## Stored entries
-*-
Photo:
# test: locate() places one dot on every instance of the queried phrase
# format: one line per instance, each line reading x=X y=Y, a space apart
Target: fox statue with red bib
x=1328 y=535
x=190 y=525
-*-
Please rewrite the records with "fox statue" changed to "cat figurine", leaving everything else the same.

Photo:
# test: locate() places one dot on every instance of the queried phrase
# format: one line per instance, each line reading x=X y=Y, a space apart
Target: cat figurine with red bib
x=1328 y=535
x=190 y=525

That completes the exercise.